INFORMATION SUPPLIED:
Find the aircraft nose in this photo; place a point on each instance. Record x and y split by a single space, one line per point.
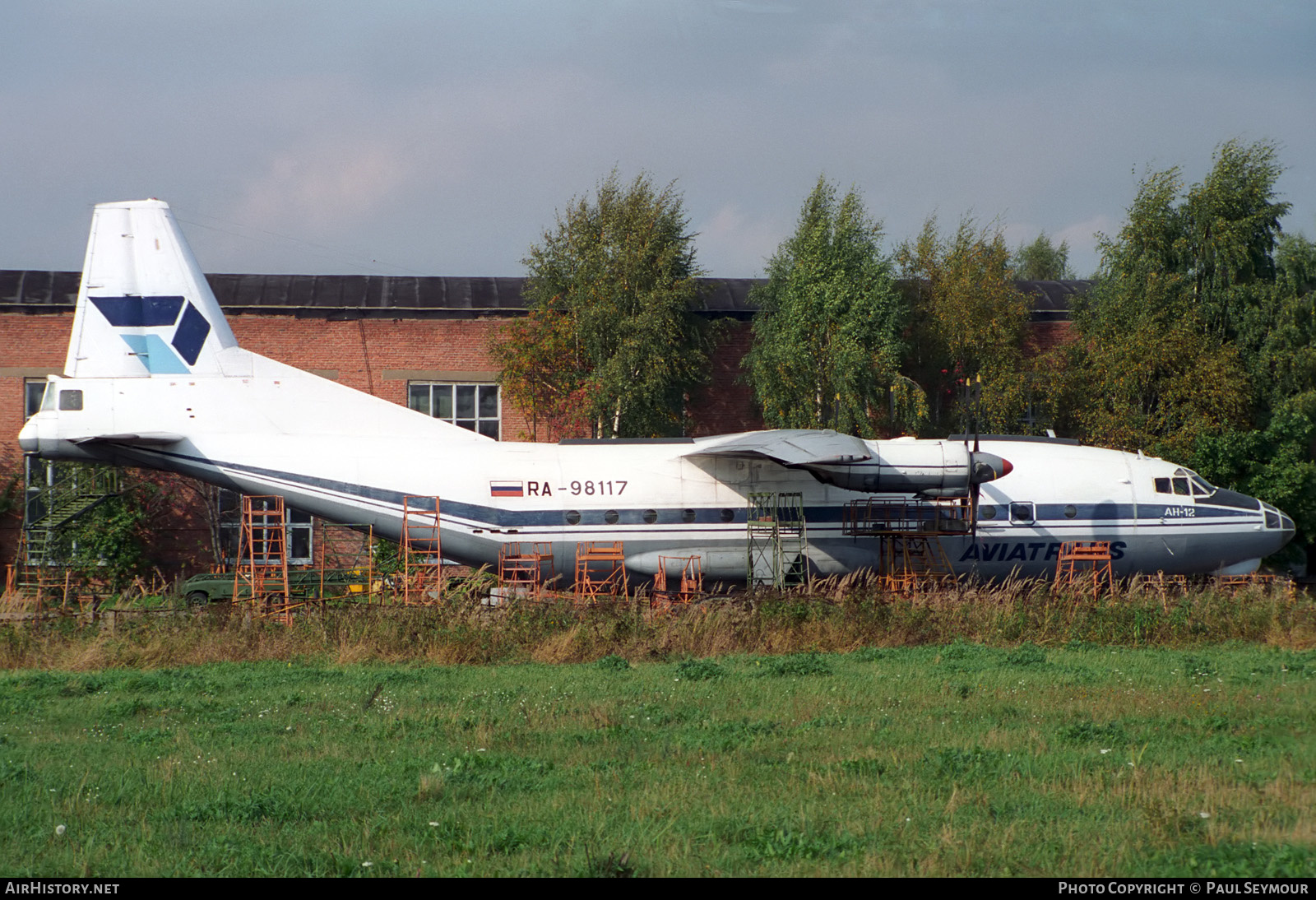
989 467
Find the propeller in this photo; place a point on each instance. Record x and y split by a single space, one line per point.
982 466
971 485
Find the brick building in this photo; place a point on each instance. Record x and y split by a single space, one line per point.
415 341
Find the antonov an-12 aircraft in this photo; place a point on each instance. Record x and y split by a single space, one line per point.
155 378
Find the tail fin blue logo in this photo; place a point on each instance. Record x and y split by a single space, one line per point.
162 312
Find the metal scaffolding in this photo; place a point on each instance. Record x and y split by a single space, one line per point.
520 568
1085 566
600 571
908 536
421 551
261 575
679 581
776 540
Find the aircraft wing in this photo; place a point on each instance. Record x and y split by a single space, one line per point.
790 448
145 438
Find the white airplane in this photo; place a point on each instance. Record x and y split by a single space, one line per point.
155 378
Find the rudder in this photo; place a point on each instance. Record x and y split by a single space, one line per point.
144 305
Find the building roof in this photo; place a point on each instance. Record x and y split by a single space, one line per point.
411 296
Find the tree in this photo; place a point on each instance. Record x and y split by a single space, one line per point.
1041 261
827 333
971 322
611 345
1199 340
1149 370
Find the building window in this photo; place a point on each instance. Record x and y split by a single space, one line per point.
475 407
296 528
33 390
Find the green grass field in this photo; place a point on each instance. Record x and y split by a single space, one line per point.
953 759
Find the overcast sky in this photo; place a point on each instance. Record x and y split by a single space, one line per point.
440 138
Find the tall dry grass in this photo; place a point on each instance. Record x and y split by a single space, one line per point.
833 616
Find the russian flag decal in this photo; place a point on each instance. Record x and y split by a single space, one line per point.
507 489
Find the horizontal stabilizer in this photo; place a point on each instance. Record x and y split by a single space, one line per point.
790 448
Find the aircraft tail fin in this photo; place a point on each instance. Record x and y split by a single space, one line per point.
144 307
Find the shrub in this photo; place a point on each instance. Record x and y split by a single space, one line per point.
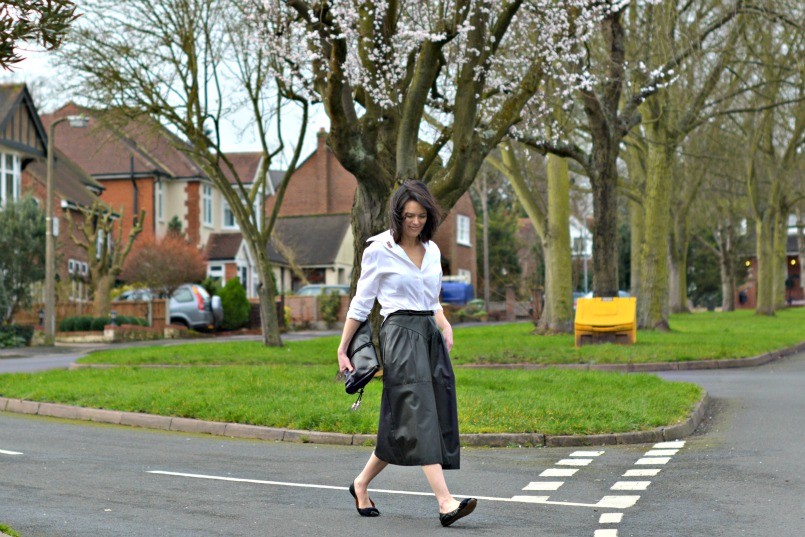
97 323
15 335
83 323
212 286
235 304
67 324
329 305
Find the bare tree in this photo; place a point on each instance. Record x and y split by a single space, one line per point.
190 64
106 252
422 90
44 22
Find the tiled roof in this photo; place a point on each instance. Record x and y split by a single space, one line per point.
104 149
315 240
246 165
221 246
69 181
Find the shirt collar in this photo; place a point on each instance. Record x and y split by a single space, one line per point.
387 240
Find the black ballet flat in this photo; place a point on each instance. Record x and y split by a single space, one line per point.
466 507
367 511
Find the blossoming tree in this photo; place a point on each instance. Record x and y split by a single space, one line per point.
425 89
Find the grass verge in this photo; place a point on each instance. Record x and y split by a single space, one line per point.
8 531
700 336
547 401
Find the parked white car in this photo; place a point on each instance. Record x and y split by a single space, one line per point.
190 305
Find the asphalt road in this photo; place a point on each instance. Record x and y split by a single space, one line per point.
740 474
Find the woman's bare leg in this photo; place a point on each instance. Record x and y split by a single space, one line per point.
373 467
435 476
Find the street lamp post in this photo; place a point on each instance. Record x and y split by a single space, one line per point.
50 257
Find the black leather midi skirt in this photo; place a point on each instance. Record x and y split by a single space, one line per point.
418 412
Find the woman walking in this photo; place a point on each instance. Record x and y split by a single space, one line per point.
418 415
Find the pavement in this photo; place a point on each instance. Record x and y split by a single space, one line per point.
63 355
72 351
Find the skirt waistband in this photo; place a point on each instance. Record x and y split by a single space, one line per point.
418 313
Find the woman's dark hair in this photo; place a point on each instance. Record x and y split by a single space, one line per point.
413 191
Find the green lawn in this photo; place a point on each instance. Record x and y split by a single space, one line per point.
697 336
294 386
548 401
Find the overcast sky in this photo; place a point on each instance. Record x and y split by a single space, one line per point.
48 93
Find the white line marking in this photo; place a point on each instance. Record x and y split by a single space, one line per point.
530 499
605 533
654 460
676 444
608 502
574 462
544 485
610 518
631 485
617 502
586 453
559 472
661 452
641 473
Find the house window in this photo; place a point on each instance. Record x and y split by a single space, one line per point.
206 205
160 203
229 218
216 272
465 275
463 230
9 178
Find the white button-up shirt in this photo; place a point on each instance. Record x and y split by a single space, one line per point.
388 274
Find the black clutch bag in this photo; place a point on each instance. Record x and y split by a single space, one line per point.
362 354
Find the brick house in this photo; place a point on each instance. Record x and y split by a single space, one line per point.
23 171
315 227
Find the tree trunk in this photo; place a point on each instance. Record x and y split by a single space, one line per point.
652 306
558 313
678 262
779 258
637 225
635 163
102 301
369 217
765 266
605 226
728 276
266 292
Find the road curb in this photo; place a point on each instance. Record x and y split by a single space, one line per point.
239 430
727 363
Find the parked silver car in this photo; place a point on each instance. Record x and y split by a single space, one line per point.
190 305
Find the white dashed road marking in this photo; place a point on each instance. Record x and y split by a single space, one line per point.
661 452
586 453
574 462
558 472
606 533
676 444
642 473
653 460
544 485
631 485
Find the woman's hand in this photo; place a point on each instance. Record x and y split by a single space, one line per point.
344 364
447 334
350 327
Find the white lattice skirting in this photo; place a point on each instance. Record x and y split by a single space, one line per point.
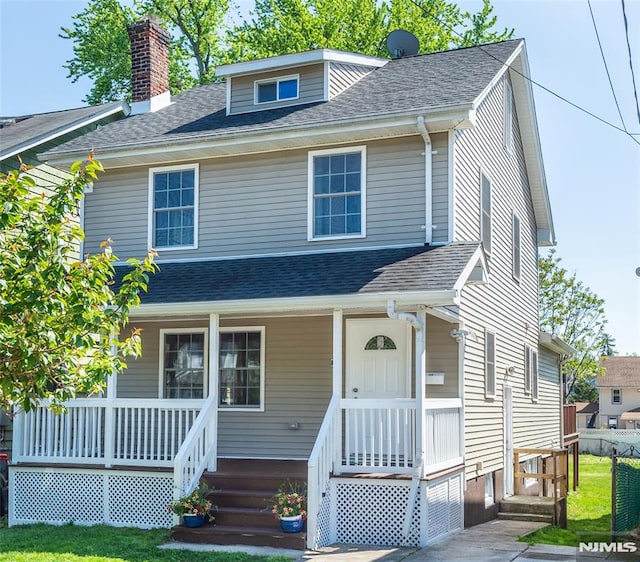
89 497
372 511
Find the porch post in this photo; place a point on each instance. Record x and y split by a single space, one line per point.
421 380
214 355
337 382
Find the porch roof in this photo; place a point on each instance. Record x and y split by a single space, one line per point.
391 270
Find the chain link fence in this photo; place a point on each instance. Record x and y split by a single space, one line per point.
625 491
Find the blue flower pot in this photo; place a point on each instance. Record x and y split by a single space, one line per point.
192 520
291 524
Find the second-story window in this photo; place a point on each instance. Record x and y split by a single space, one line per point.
276 89
485 212
173 207
337 193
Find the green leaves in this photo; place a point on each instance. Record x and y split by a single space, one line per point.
570 310
60 320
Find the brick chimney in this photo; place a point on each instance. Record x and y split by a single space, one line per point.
149 65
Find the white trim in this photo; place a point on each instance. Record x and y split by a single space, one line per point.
46 137
263 339
362 149
452 193
151 205
364 301
298 59
152 104
205 366
275 80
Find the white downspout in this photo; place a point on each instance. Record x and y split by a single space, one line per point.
428 181
418 322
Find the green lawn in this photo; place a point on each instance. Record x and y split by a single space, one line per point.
589 507
45 543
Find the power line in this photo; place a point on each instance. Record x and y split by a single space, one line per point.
633 76
604 60
531 80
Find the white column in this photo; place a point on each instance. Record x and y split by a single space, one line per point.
421 379
214 355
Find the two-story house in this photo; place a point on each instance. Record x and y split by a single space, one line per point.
619 392
347 293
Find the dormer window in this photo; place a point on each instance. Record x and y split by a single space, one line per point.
276 89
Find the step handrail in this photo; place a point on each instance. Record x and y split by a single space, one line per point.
322 461
198 449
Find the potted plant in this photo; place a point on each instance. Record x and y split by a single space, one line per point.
194 508
290 506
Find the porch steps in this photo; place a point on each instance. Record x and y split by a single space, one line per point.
527 508
243 491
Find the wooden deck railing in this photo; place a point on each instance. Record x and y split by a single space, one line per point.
552 480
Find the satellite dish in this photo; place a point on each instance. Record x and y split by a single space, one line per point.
402 43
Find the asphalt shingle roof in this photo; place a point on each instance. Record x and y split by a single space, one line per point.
31 128
336 273
419 83
620 372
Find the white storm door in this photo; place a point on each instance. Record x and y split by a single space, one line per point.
379 428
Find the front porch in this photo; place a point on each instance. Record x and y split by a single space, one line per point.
344 413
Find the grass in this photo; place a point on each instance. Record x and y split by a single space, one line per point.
588 508
69 543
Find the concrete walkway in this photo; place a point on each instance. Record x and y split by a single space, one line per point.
496 541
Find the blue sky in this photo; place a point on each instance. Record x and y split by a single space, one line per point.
593 170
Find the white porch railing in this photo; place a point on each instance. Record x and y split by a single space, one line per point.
198 451
111 432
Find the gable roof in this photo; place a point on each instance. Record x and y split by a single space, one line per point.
19 134
619 372
429 85
314 279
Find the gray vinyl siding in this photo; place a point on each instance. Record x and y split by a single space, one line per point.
258 205
505 306
342 76
310 88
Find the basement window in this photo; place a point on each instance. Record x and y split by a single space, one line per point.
278 89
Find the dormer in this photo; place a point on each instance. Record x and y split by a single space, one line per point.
296 79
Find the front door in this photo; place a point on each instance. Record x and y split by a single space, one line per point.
378 433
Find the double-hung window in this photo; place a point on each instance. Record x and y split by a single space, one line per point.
276 89
337 193
242 368
173 207
489 364
485 212
183 363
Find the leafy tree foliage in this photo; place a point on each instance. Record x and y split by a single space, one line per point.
202 38
573 312
289 26
60 319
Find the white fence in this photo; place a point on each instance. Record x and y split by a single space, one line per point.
602 441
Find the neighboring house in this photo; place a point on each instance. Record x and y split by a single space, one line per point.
348 288
619 391
23 138
587 415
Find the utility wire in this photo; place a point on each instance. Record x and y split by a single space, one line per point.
531 80
604 60
633 76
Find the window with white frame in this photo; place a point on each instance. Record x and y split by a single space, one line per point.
616 396
508 115
489 364
242 368
337 193
485 212
516 252
276 89
173 207
183 363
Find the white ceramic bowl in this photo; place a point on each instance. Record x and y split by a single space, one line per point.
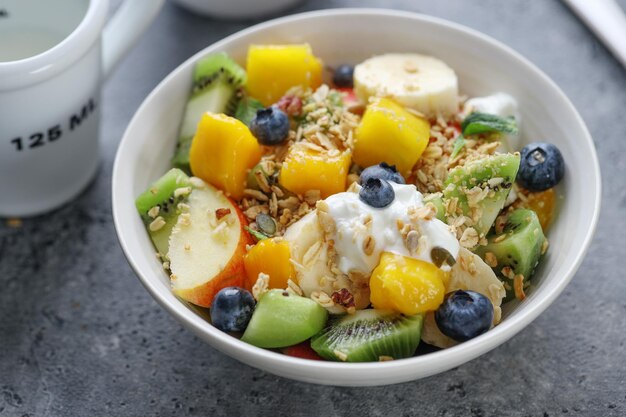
350 35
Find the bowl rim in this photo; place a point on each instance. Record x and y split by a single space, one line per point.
444 359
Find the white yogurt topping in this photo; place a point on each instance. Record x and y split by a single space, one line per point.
500 104
350 214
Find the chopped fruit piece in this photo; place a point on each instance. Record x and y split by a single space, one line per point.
480 188
382 171
543 204
369 336
274 69
216 80
232 309
207 254
541 166
514 253
464 315
406 285
222 153
283 319
302 350
419 82
270 126
389 133
377 193
158 206
270 256
306 169
305 238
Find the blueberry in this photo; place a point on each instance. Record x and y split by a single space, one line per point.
270 126
377 193
342 77
232 309
541 166
382 171
464 315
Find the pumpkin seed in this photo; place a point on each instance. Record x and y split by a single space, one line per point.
440 255
257 235
266 224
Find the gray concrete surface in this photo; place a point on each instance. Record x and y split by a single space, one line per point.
79 336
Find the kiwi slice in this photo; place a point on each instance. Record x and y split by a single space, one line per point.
158 206
368 336
282 318
517 249
216 83
494 176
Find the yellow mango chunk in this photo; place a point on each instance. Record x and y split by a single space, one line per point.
389 133
305 169
409 286
274 69
222 152
270 256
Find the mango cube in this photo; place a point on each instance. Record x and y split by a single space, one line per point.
270 256
407 285
389 133
306 169
222 152
274 69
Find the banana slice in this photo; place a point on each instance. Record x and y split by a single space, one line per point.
311 260
469 273
420 82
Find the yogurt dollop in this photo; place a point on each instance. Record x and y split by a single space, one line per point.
356 222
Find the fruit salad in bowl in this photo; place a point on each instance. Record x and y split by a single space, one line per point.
350 213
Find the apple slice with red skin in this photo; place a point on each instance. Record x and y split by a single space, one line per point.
207 246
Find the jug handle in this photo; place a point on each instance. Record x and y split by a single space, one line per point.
124 30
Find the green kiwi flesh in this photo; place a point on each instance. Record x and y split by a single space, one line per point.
162 194
282 318
368 336
494 174
520 249
216 83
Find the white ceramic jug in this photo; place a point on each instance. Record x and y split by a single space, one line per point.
54 56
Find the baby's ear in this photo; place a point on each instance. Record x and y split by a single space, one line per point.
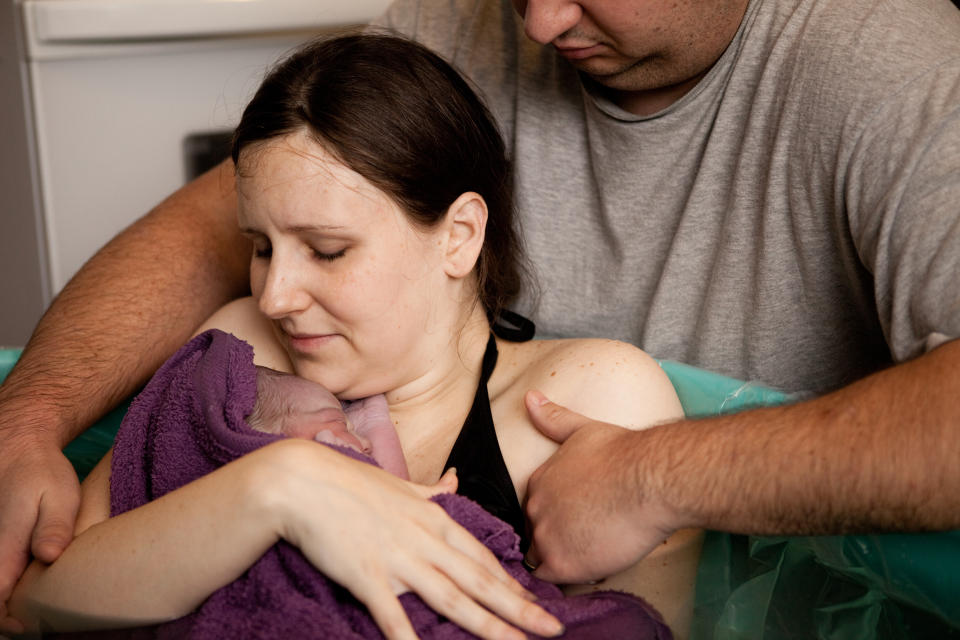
466 223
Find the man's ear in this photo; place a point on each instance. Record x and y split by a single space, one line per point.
466 223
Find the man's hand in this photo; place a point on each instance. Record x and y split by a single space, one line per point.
589 504
39 499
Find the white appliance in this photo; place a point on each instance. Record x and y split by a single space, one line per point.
107 106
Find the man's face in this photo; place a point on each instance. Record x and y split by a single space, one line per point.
636 46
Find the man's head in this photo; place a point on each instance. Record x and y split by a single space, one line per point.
647 52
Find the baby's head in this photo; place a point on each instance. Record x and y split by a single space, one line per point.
296 407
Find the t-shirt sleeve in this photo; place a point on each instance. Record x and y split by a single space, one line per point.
903 196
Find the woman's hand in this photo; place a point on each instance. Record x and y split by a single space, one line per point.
406 543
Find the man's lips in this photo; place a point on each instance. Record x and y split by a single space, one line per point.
578 53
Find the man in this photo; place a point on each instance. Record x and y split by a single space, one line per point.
766 188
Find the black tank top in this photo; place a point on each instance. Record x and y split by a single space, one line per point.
481 471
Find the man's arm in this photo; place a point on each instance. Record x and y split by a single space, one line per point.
879 455
113 324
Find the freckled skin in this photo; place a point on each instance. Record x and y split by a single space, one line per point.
298 408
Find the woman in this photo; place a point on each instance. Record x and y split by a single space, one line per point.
375 191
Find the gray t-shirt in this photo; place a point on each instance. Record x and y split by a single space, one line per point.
784 222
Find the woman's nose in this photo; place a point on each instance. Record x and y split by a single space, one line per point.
282 295
546 20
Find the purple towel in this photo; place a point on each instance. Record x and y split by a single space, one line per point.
189 420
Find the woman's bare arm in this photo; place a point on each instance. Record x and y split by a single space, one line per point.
160 561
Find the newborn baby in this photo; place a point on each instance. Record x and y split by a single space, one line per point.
296 407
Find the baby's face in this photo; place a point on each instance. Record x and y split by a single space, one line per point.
296 407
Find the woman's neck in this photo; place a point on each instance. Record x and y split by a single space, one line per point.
429 411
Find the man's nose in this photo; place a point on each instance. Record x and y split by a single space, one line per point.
546 20
282 294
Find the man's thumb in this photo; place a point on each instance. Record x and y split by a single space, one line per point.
556 422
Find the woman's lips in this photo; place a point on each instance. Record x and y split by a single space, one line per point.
307 343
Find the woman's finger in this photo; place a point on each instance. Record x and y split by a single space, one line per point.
477 553
470 580
386 611
445 597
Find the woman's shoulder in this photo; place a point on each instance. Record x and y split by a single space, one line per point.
603 379
243 319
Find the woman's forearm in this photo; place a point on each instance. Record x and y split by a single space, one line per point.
157 562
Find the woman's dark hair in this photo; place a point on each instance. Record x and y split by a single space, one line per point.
402 118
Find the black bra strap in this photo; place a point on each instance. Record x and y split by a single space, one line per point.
513 327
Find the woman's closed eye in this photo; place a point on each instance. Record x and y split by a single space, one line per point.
321 255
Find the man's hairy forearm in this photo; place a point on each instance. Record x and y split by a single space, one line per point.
129 308
877 455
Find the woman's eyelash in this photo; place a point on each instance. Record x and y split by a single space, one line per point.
329 256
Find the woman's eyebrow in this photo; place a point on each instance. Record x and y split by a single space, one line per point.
308 228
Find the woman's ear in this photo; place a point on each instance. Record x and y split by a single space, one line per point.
466 223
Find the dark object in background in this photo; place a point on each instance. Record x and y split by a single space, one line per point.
205 150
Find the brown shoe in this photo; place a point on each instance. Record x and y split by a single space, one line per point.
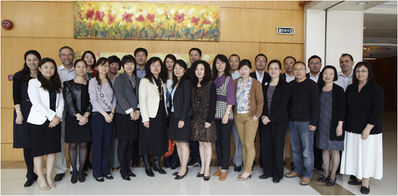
292 174
218 172
223 176
305 181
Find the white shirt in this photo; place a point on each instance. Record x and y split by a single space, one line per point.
65 75
343 81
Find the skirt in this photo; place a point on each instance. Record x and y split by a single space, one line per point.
177 134
125 128
45 140
362 158
74 133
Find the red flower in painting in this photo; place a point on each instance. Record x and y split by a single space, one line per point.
195 20
179 17
99 16
150 17
89 14
127 17
111 19
140 18
206 22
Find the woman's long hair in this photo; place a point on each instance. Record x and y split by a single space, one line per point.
54 81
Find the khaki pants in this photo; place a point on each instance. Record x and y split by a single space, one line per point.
247 129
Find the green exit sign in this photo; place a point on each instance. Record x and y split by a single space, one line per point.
285 30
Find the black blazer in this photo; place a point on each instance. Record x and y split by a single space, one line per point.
182 100
280 100
73 101
266 77
338 111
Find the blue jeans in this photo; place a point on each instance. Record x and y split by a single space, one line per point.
302 142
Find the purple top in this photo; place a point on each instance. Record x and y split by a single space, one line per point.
101 104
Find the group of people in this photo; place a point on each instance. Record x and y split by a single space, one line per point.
87 104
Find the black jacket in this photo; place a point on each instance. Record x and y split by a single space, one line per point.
74 100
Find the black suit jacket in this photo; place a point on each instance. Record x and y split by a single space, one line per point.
266 77
182 100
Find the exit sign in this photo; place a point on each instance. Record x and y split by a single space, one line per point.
285 30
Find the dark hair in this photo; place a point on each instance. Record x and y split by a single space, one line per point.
114 59
141 50
66 47
102 61
234 55
346 54
182 64
26 70
245 62
149 75
54 81
328 67
92 53
206 78
314 57
289 57
197 49
128 59
275 61
224 59
266 59
370 71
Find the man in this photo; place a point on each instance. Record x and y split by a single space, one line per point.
345 76
65 72
315 64
261 62
303 111
194 55
234 60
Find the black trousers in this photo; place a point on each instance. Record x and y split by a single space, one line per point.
223 143
272 146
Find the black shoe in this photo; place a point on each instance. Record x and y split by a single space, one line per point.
331 182
59 177
323 178
264 176
365 190
238 168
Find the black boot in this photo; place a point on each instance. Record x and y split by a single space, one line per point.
156 165
147 163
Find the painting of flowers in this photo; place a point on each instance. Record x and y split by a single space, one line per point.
123 20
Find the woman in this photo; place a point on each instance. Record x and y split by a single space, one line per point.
224 119
22 105
273 123
77 128
127 114
45 115
203 99
89 58
153 134
329 131
180 115
363 145
103 101
249 106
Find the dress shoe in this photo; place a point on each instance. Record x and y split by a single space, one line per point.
305 181
365 190
264 176
238 168
292 174
223 176
323 178
59 177
331 182
218 172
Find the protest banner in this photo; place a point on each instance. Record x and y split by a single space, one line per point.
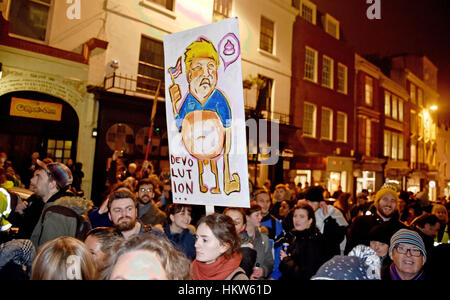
205 116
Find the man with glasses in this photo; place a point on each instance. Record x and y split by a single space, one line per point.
408 254
149 213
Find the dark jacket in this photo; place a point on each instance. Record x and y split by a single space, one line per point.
183 241
306 249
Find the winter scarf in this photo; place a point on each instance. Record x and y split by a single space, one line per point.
218 270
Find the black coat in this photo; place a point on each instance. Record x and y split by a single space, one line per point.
306 249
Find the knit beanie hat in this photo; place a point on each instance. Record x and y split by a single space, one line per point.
406 236
387 188
314 194
362 263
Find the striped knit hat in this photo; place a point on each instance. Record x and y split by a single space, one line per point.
407 236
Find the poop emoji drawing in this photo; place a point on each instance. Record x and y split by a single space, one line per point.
204 116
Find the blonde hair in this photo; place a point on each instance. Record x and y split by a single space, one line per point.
201 48
64 258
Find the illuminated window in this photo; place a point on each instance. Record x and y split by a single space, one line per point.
309 119
342 78
266 35
29 18
311 64
327 72
326 128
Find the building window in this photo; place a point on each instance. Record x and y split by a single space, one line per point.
387 104
309 119
311 64
327 72
368 137
151 65
59 150
341 127
308 11
394 107
332 26
326 128
412 92
387 143
167 4
222 9
420 96
413 122
368 88
264 94
266 35
342 78
29 18
400 110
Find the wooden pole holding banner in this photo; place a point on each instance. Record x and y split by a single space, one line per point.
152 120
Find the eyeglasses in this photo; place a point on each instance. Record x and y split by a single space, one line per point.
412 251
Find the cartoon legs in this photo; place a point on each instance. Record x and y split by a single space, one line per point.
201 169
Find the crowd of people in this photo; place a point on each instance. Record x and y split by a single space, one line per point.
137 232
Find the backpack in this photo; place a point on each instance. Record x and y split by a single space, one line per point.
83 223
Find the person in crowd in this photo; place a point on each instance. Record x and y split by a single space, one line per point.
16 258
380 240
100 242
123 213
408 254
147 257
360 207
274 227
50 182
264 257
64 258
99 215
63 217
248 252
149 213
281 194
177 229
386 201
217 250
166 195
343 203
306 250
441 212
362 263
330 221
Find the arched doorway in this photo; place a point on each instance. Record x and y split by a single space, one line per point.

WORK INSTRUCTION:
Starting at the line that contains "Find the crowd", quote each remaining line of the entries above, unchanged.

EXERCISE RESULT:
Find the crowd of people in this photo; place a point on each instance. Record x and y split by a single space, one line per point.
137 232
Find the backpack in this photo; place a point on each instance. Record x and y split by a single space, one line per point.
83 223
Find the person in crowd in this photo; place a point on each instance. Record x and y split by a single space, one line per point.
16 258
380 240
100 242
123 213
408 254
147 257
360 207
274 227
50 182
264 257
64 258
99 215
63 217
248 252
149 213
281 194
177 229
386 201
217 250
166 195
343 203
306 250
441 212
362 263
330 221
Find the arched doorway in this photo; place a point on each instance. Record x and y split by a single space, one line per point.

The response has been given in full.